## WHAT IS ASKED:
**A.** In the concert review, what instrument did Michael Rigsby play?
**B.** Reproduce the entries verbatim, from their first line through the line containing "Your reply can".

## PROVIDED PASSAGE:
** begin **

Go to The Stone. That's all I'm going to say. Best $20 you'll ever spend.

Wednesday, July 24, 2019

[34] shadows of love at Bethesda Lutheran Church, New Haven | #1Summer50Concerts

WHO: Matthew Cramer, bass-baritone; Stephen Gamboa-Diaz, harpsichord; Michael Rigsby, viola da gamba
WHAT: Works by Dowland, Lambert, d'Ambruys, Purcell, and Bach
WHERE: Bethesda Lutheran Church, New Haven CT
WHEN: July 7, 2019 at 4:00pm

Concert #34: In Which I Immediately Review Someone Else I Know, Even Though I Just Said That It's A Bad Idea

I discovered this 4th-of-July weekend that New Haven is a ghost town in the summer. Some students stay behind for research; a moderate horde of high schoolers come for summer sessions. But when you walk around, the thing that strikes you is the quiet -- other than the cars, there's no student chatter around campus. It's part eerie and part relaxing.

I was only there for three days (I took a day go to visit my brother in Boston), but by the time my trip was ending it had been five days since I had seen a concert. Far too long, in my humble opinion.

Luckily, a couple of friends decided to beat the summer boredom (not the heat, mind you -- there is no air conditioning at Bethesda) with a half-hour concert of renaissance and baroque music. It was an intimate affair -- maybe twenty people in the audience, half of them wearing shorts and/or crocs (myself included).

I think Matt Cramer sang it in a better key, to be honest, but this is the best recording out there.

So, again with the reviewing-people-I-know thing -- it feels weird to write formal reviews about friends and colleagues, but here goes nothing. The programming for the concert was fantastic, full of tunes that I heard for the first time that afternoon and am still humming right now. Matt Cramer, though a choral conductor by trade, lent inventive and clearly-sung ornamentations. Stephen Gamboa-Diaz showed his harpsichord prowess both as an accompanist and as a soloist; Michael Rigsby rounded out the crew.

But the charm of this concert came not in the music-making, but in the purpose. This wasn't part of a summer concert series or anything like that. When I asked Stephen what compelled him to put on a concert like this, he shrugged and said, "I don't know, Matt was in town for a little while and it was time to do something other than sightread in our living room." And if that's not inspirational, I don't know what is.

[33] Jordan/DelGiudice: Collaborative Compositions & Improvisations at Scholes Street Studio

The cover of the album -- link below!

WHO: Joe Jordan, oboe/English horn/piano; Dylan DelGiudice, guitar/drums/saxophone
WHAT: Collaborative Compositions & Improvisations
WHERE: Scholes Street Studio
WHEN: July 2, 2019 at 8:00pm

Reviewing people you know is generally ill-advised. At best, you look biased; at worst, you lose a friend.

** end **

## GIVEN ENTRIES:
** begin **

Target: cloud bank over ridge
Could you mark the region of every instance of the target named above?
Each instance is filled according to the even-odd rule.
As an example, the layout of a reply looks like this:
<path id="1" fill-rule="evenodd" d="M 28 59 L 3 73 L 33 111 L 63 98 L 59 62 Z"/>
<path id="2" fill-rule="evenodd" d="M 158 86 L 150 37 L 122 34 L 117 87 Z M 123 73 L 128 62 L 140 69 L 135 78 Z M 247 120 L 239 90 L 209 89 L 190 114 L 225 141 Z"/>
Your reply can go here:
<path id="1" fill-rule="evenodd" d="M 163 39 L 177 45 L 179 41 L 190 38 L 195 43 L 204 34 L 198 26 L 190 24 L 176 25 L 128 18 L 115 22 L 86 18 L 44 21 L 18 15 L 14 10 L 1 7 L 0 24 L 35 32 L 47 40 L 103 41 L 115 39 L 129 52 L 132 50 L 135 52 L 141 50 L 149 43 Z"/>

** end **

## SOLUTIONS IN ORDER:
**A.** Viola da gamba.

**B.**
Target: cloud bank over ridge
Could you mark the region of every instance of the target named above?
Each instance is filled according to the even-odd rule.
As an example, the layout of a reply looks like this:
<path id="1" fill-rule="evenodd" d="M 28 59 L 3 73 L 33 111 L 63 98 L 59 62 Z"/>
<path id="2" fill-rule="evenodd" d="M 158 86 L 150 37 L 122 34 L 117 87 Z M 123 73 L 128 62 L 140 69 L 135 78 Z M 247 120 L 239 90 L 209 89 L 190 114 L 225 141 Z"/>
Your reply can go here:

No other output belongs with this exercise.